GIVEN TEXT
++++++++++

In an interview with CNN on September 7, 2012, where she was honored by Broadcast Music, Inc. for her songwriting, Carey declared "Close My Eyes" as one of her favorite and most revealing songs that she has written. She stated that it is not always her number one or signature songs which are her favorite, rather, they are "lesser-known cuts from more obscure records." When asked about how she felt about some of her number-one singles, including "Hero" (Music Box, 1993), "We Belong Together" (The Emancipation of Mimi, 2005) and "Touch My Body" (E=MC², 2008), the singer revealed "I still love those songs, [but] I love the obscure songs because they're very close to my heart. Especially a song called 'Close My Eyes,' that's like my life story." In addition to "Close My Eyes," Carey cited "Looking In," "I Am Free," and "Underneath the Stars" (Daydream, 1995) as some of her favorites.

++++++++++

DATA PROVIDED

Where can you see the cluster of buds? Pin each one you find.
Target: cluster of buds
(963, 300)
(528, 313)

++++++++++

TASKS TO PERFORM
A - Do the statements below agree with the text about Carey's favorite songs? Answer yes or no for each, and quote the deciding words of the text exactly.
(i) The CNN interview took place in 2012.
(ii) Carey said she no longer loves her number-one singles.
(iii) "Underneath the Stars" is one of the songs Carey named as a favorite.
B - According to the text about Carey's favorite songs, which organization honored Carey for her songwriting?
C - Retype the part of the text about Carey's favorite songs that opens with the words containing "In an interview" and closes with "of her favorites.".

SOLUTIONS
A -
(i) Yes: "In an interview with CNN on September 7, 2012"
(ii) No: "I still love those songs"
(iii) Yes: "Underneath the Stars" (Daydream, 1995) as some of her favorites

B - Broadcast Music, Inc.

C -
In an interview with CNN on September 7, 2012, where she was honored by Broadcast Music, Inc. for her songwriting, Carey declared "Close My Eyes" as one of her favorite and most revealing songs that she has written. She stated that it is not always her number one or signature songs which are her favorite, rather, they are "lesser-known cuts from more obscure records." When asked about how she felt about some of her number-one singles, including "Hero" (Music Box, 1993), "We Belong Together" (The Emancipation of Mimi, 2005) and "Touch My Body" (E=MC², 2008), the singer revealed "I still love those songs, [but] I love the obscure songs because they're very close to my heart. Especially a song called 'Close My Eyes,' that's like my life story." In addition to "Close My Eyes," Carey cited "Looking In," "I Am Free," and "Underneath the Stars" (Daydream, 1995) as some of her favorites.